Quote every one of the records below word for word, omitting the pictures from your answer.

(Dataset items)
START
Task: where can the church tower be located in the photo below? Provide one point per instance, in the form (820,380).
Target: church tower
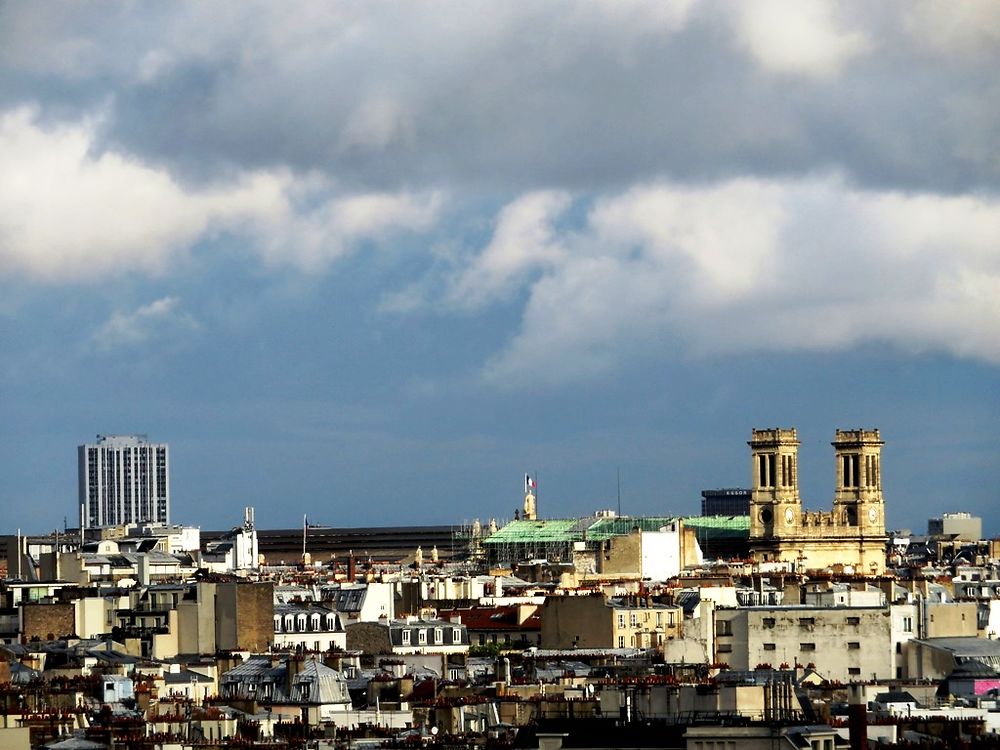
(775,505)
(858,500)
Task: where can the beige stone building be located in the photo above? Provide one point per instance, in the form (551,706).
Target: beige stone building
(596,622)
(852,535)
(846,644)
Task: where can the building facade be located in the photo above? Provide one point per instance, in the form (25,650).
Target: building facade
(851,535)
(123,479)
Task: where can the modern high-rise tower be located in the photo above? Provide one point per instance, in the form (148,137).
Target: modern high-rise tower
(123,479)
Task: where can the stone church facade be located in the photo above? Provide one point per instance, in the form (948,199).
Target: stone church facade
(851,535)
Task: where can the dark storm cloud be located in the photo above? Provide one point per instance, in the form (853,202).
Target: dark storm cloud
(516,96)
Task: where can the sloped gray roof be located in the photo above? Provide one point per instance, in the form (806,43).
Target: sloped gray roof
(258,678)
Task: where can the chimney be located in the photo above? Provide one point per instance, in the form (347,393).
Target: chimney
(857,719)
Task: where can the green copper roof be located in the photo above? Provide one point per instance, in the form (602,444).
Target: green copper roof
(605,528)
(567,530)
(548,530)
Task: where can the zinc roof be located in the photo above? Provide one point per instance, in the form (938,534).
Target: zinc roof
(547,530)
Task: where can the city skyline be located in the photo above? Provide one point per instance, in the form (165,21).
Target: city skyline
(373,264)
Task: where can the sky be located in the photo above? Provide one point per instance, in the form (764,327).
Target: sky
(373,261)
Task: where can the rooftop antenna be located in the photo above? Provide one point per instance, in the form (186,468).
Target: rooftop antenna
(619,473)
(305,526)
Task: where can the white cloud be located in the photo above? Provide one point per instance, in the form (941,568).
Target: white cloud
(522,242)
(754,265)
(800,37)
(318,237)
(68,213)
(968,31)
(148,321)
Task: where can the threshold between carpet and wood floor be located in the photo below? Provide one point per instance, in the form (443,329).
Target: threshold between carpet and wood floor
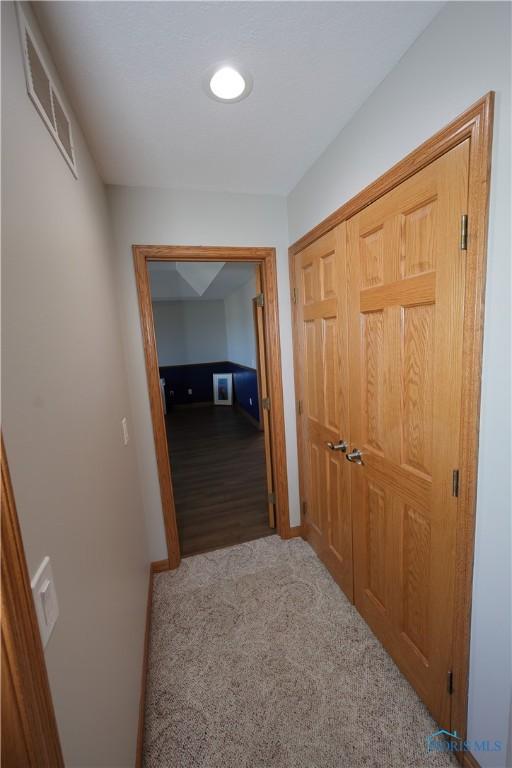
(258,659)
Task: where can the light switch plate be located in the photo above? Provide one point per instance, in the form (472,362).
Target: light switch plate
(126,434)
(45,599)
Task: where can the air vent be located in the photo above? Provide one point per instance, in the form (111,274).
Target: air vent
(44,94)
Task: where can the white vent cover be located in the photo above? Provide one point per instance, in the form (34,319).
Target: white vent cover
(44,95)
END
(WRITTEN RESPONSE):
Task: where can the church tower be located in the photo below? Provide one point per instance, in the form (820,380).
Target: church tower
(775,505)
(858,500)
Task: where can the beige stone building be located in the photo above? Provide one point per instance, in the form (551,706).
Target: beige stone building
(596,622)
(852,535)
(846,644)
Task: where can the building facade be located in the photo above? Provide one point per instance, in the form (25,650).
Target: building facade
(851,535)
(123,479)
Task: where can the modern high-rise tower be located in the photo above? Provide one point per instance, in the form (148,137).
Target: modern high-rise tower
(123,479)
Task: where can the stone church facade be located in the photo above? Provide one point per instance, in the form (948,199).
Target: stone church facade
(851,535)
Task: where can the dark storm cloud be located in the photo above? Provide one point per instance, in the form (853,202).
Target: dark storm cloud
(516,96)
Task: where can the sloped gray roof be located in the photo above? Provide one point per instance, in the form (806,43).
Target: sloped gray roof
(258,678)
Task: where can the chimney be located in the photo above? Provide one point per instance, in the form (347,393).
Target: chimney
(857,719)
Task: where can the green copper roof be located in the photo above? Provide one point per instance, in the form (602,444).
Target: green copper roof
(605,528)
(567,530)
(548,530)
Task: where can the zinc roof be located in the photo above? Provide one point per instance, in the form (938,534).
Target: zinc roof
(547,530)
Task: where can the city skyline be located in the photo above? Provide one point per instance, in the form (165,21).
Target: city skyline
(373,264)
Task: where can the sky be located in the photo above? Provide one point per instance, in the form (764,327).
Target: sky
(373,261)
Task: where can the rooftop antenna be located in the photo above? Provide one point per instance, in the form (186,468).
Target: rooftop antenna
(619,473)
(305,526)
Task: where can the white cloud be located in the photo above? Provide one point per instance, in the form (941,568).
Target: white cloud
(522,242)
(754,265)
(800,37)
(318,237)
(68,213)
(968,31)
(148,321)
Task: where can the threshold between carpet and wood floor be located in the photo below? Provide one point per instance, in the form (443,329).
Target: threshold between carpet and wood floor
(258,659)
Task: where can the light switch plate be located in the photo above? Provide one point per instance, in the form (472,362).
Target: light switch plate
(126,434)
(45,599)
Task: where can the air vent be located in the photo above? Provide one point per instance, in the form (111,274).
Target: air vent
(44,94)
Task: where can the white vent cover be located in the photo above? Provide one point per instance, in the form (34,319).
Target: white vent cover
(44,95)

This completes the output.